> _取り組む課題_
A – デザインの意味についての掲載文では、日本的デザインの意味するところは英語の何に相当するとされているか。
B – デザインの核を論じた掲載文を、最後の文の後から書き継いでください。

となると、日本語で広く認知される「デザイン=意匠」とうのは、本来の「デザイン」が意味する所のほんの一部分を抜き出して解釈されているという事になる。
デザインの核とは?
つまり「デザイン」とは「フォルムや装飾、配色」の事だけではなく、その前提になる「目的」や「意図」が先ず最初にあるべきという事なのだ。
wikipediaにもあるが、日本的デザインの意味するところは英語の”style(スタイル)”に相当するモノだろう。
webデザインにおいて「cssでstyleを当てる」なんて言うが、まさに「目に見える体裁」の事がスタイルの意味するところだ。
しかし実際には「cssでstyleを当てる」のは最終的なスタイリングであってwebデザインの一部に過ぎない。
webデザインの過程としてある「誰が・何のため・どの様に」使われるのか?などの基本的なコンセプト定義、全体のサイトマップ設計、htmlのみで動くスケルトンやモックアップも構築、これら全てが実はデザインと言える。
イスをデザインで考えると「ゆっくり寛いで欲しい」あるいは「ゆっくりして欲しくない・・・」などの目的(コンセプト)があり、これを意図した形状、色、材質が検討される筈だ。
パンフレットであれば「高収入の独身男性に見て欲しい」、「子持ちの主婦見て欲しい」などの標的となるターゲットがあり、彼らが好みそうな配色、レイアウトを取り入れるべきだろう。
この「誰かに行動を促す意図」こそが本質的なデザインの核となる部分なのだ。
何らかのデザインを生み出すということは、ある問題解決のために「誰かに行動を促す意図」したものをアウトプットするという事であり、よって「デザイナー」はこれらを全て把握した上で目的にそったデザインを目指さなければならない。
しかしこの「デザインの核」が何故かごっそり抜け落ちてしまうケースが少なからずある、というのが「デザイン後進国日本」と感じてしまう所以なのだ。
間違った主従関係
ではなぜ肝心な部分が抜け落ちるのか?

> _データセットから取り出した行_
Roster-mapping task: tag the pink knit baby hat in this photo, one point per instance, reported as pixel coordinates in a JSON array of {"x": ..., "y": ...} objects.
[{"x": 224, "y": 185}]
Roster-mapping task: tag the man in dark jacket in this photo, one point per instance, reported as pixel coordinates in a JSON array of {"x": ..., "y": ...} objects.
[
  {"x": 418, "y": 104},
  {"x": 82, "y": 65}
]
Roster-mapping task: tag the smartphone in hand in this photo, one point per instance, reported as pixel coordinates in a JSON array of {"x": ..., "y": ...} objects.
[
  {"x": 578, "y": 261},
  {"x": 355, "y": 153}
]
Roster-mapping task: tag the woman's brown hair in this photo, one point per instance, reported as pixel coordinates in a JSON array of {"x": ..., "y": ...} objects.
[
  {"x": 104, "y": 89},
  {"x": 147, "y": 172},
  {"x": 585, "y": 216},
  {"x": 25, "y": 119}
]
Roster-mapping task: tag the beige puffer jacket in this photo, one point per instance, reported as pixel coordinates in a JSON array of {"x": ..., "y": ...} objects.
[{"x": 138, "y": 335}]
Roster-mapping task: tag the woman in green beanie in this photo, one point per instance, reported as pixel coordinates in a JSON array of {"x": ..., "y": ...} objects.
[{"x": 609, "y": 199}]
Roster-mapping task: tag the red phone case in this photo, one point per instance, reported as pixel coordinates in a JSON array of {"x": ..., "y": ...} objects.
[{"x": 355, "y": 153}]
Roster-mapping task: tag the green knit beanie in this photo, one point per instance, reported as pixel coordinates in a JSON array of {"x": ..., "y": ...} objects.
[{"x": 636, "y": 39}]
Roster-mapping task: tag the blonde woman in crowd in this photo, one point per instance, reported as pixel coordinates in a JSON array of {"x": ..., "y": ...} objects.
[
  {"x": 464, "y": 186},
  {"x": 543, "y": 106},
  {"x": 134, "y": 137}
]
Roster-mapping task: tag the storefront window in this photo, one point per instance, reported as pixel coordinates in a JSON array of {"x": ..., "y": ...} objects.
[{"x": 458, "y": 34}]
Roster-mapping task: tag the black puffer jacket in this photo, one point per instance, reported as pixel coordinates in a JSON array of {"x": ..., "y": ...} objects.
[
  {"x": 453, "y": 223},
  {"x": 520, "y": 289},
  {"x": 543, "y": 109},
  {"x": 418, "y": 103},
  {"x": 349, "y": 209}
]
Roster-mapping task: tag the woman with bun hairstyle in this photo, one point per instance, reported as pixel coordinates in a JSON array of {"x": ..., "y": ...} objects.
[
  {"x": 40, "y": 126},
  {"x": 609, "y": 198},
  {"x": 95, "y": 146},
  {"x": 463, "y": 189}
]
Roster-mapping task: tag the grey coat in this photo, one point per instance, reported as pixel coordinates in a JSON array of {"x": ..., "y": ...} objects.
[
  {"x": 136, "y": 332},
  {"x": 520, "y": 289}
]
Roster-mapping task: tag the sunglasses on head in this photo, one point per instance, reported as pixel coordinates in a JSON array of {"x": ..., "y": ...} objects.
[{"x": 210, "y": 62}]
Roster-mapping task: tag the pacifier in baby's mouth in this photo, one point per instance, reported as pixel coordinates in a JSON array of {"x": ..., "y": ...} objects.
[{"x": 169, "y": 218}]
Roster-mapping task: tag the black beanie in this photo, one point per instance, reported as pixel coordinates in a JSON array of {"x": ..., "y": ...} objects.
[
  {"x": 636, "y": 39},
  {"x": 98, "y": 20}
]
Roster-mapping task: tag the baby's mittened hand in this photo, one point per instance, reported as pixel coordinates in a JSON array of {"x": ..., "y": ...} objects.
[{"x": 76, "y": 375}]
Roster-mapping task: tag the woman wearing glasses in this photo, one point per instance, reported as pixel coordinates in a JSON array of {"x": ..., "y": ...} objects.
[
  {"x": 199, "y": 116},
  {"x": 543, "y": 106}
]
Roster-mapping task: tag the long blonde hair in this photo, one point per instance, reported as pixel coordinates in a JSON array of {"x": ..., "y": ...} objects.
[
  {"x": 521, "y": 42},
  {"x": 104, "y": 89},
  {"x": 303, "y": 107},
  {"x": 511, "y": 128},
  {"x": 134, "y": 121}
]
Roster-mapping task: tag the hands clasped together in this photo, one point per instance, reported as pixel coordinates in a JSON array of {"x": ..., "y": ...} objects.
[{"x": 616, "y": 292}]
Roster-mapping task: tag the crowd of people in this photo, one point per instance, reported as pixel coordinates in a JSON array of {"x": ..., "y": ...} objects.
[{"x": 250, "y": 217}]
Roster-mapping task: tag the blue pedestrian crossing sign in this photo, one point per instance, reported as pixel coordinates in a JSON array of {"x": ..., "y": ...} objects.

> _解答_
A – 英語の「style(スタイル)」に相当するとされている。

B –
これは世間の「デザイン=意匠」の誤解と同様、日本の企業文化(上官の命令は絶対な軍国主義的な)が生み出す「クライアントと制作側の主従関係」も大きく影響している様に思う。
本来何らかのクリエイティブを委託するクライアントと受託する制作プロダクションとは対等な関係でなければ健全であるとは言えない。
これは「医者と患者の関係」と似ていると考えられる。患者はクライアントであり、医者は制作プロダクションとなる。
医療の現場で医者が患者の言いなりになるという事はあり得ないだろう。しかしバカげた事にクリエイティブの現場ではこれが普通にまかり通ってしまうのである。
これは患者が「気持ちよくなる薬(麻薬)を欲しい」といって「好きなだけどうぞ」と麻薬を渡すようなものである。
プロジェクトの当初は然るべき目的やコンセプトが双方で話し合われていたとしても、突然「担当者が変わった」、「社長の好みと合わない」などの見当違いな理由で全てが白紙となってしまうケースがこれに当たる。
本来であれば、例えそうなったとしても制作側は「コンセプトから外れては意味がない」と主張すべきなのだが、クライアントとの間違った主従関係から暗黙の了解として見当違いな意見に従ってしまうのである。
いわゆる「空気を読む」とか「忖度」といった空気がクリエイティブをおかしなモノにしてしまうのである。
デザインに「おもてなし」は不要
また日本特有の考えを表す「お客様は神様」、「おもてなし」などの価値観もクライアントと制作側の関係をこじらす一因であると考えられる。
クライアント側が「お金を払ってるんだがら」や「客を気分良くさせるのが当たり前」の様な態度である場合もあり、こういったケースでは100%アウトプットが上手く行くことは考えられない。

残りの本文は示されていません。